* Document text
::::::

MySQL Bugs: #14052: No UTF-16 charset encoding available (surrogate pairs)

Bug #14052	No UTF-16 charset encoding available (surrogate pairs)
Submitted:	15 Oct 2005 22:50	Modified:	1 Dec 2008 13:27
Reporter:	Brion Vibber	Email Updates:
Status:	Closed	Impact on me:	None
Category:	MySQL Server	Severity:	S4 (Feature request)
Version:	5.0.13	OS:	Linux (Linux)
Assigned to:		CPU Architecture:	Any

Description:
At Wikipedia we have some data which contains high Unicode characters beyond the Basic Multilingual Plane (>65536). In UTF-8 encoding these take up 4 bytes; in UTF-16 they would be stored as a "surrogate pair" of two 16-bit pseudocharacters.

Currently MySQL's Unicode charset support doesn't seem to allow storing these characters in text-encoded fields when using UTF-8 to communicate to the server:
* ucs2  stores four question marks "????" in place of the char
* utf8 truncates the string at the point the char appears

Some quick testing indicates that I can store surrogate pseudocharacters if I explicitly code for them in pseudo-UTF-8, but this complicates communicating with the server.

How to repeat:
Tested with PHP 5.1.0RC1:
<?php
mysql_connect("localhost", "unitest");
mysql_select_db("unitest");
mysql_query("SET NAMES utf8");
mysql_query("CREATE TABLE demo(
    wide VARCHAR(50) CHARACTER SET ucs2,
    utf VARCHAR(50) CHARACTER SET utf8,
    raw VARBINARY(50)
)");
$char = "\xf0\xa8\xa7\x80";
mysql_query("INSERT INTO demo(wide,utf,raw) VALUES ('$char','$char','$char')");
$result = mysql_query("SELECT * FROM demo");
$row = mysql_fetch_array($result, MYSQL_ASSOC);
foreach($row as $field => $val) {
    $match = ($val == $char) ? "OK" : "FAILED";
    print "$field: $match ($val)\n";
}
?>

Outputs:
wide: FAILED (????)
utf: FAILED ()
raw: OK (

Suggested fix:
A sufficient compromise for our purposes would be for the ucs2 charset to be enhanced (or a second utf16 charset made available) to do encoding and decoding of UTF-16 surrogate pairs when communicating with the server in UTF-8.

So if we send the UTF-8 string: "\xf0\xa8\xa7\x80"
It should interpret it as the UTF-16 string: "\ud862\uddc0"
And on select we should get back UTF-8: "\xf0\xa8\xa7\x80"

Continuing to use UCS-2 collation semantics would be good enough for what we need; this would allow us to use collatable Unicode text fields for page titles and usernames without rare but existing data getting corrupted.

See also Bug 25666.

This is part of MySQL 6.0 alpha.

Support for utf16 was added into mysql-6.0.
Closing the feature request.

::::::

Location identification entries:

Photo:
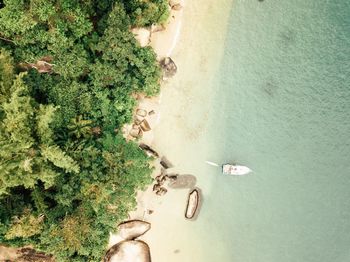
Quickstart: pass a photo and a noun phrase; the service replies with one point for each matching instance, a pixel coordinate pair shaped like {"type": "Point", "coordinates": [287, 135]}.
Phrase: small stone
{"type": "Point", "coordinates": [176, 7]}
{"type": "Point", "coordinates": [145, 126]}
{"type": "Point", "coordinates": [161, 191]}
{"type": "Point", "coordinates": [136, 132]}
{"type": "Point", "coordinates": [141, 112]}
{"type": "Point", "coordinates": [166, 163]}
{"type": "Point", "coordinates": [156, 187]}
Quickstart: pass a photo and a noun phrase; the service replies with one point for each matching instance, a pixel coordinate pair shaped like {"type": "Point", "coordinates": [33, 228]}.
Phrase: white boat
{"type": "Point", "coordinates": [235, 170]}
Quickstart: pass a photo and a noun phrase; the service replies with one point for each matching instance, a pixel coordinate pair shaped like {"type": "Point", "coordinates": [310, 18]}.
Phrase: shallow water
{"type": "Point", "coordinates": [278, 102]}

::::::

* Requirement 1
Reproduce the passage of the MySQL bug report word for word, starting with "utf: FAILED ()" and going on through "data getting corrupted.".
* Requirement 2
Rewrite the lines of the location identification entries as a numbered list, dropping any blank lines and omitting the pictures.
These entries are unrelated to the MySQL bug report.

* Response 1
utf: FAILED ()
raw: OK (

Suggested fix:
A sufficient compromise for our purposes would be for the ucs2 charset to be enhanced (or a second utf16 charset made available) to do encoding and decoding of UTF-16 surrogate pairs when communicating with the server in UTF-8.

So if we send the UTF-8 string: "\xf0\xa8\xa7\x80"
It should interpret it as the UTF-16 string: "\ud862\uddc0"
And on select we should get back UTF-8: "\xf0\xa8\xa7\x80"

Continuing to use UCS-2 collation semantics would be good enough for what we need; this would allow us to use collatable Unicode text fields for page titles and usernames without rare but existing data getting corrupted.

* Response 2
1. Photo:
2. Quickstart: pass a photo and a noun phrase; the service replies with one point for each matching instance, a pixel coordinate pair shaped like {"type": "Point", "coordinates": [287, 135]}.
3. Phrase: small stone
4. {"type": "Point", "coordinates": [176, 7]}
5. {"type": "Point", "coordinates": [145, 126]}
6. {"type": "Point", "coordinates": [161, 191]}
7. {"type": "Point", "coordinates": [136, 132]}
8. {"type": "Point", "coordinates": [141, 112]}
9. {"type": "Point", "coordinates": [166, 163]}
10. {"type": "Point", "coordinates": [156, 187]}
11. Quickstart: pass a photo and a noun phrase; the service replies with one point for each matching instance, a pixel coordinate pair shaped like {"type": "Point", "coordinates": [33, 228]}.
12. Phrase: white boat
13. {"type": "Point", "coordinates": [235, 170]}
14. Quickstart: pass a photo and a noun phrase; the service replies with one point for each matching instance, a pixel coordinate pair shaped like {"type": "Point", "coordinates": [310, 18]}.
15. Phrase: shallow water
16. {"type": "Point", "coordinates": [278, 102]}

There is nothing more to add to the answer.